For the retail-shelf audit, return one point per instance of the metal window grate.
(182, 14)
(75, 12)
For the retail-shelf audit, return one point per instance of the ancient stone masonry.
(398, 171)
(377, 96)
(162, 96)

::::

What you will do: Copy every one of the records above again, word for word, line by line, with nothing changed or left out.

Solution to this exercise:
For the retail-shelf audit, return one point per instance of the metal window grate.
(182, 14)
(75, 12)
For the retail-shelf audit, return one point per instance of the ancient stone masonry.
(398, 171)
(377, 96)
(162, 96)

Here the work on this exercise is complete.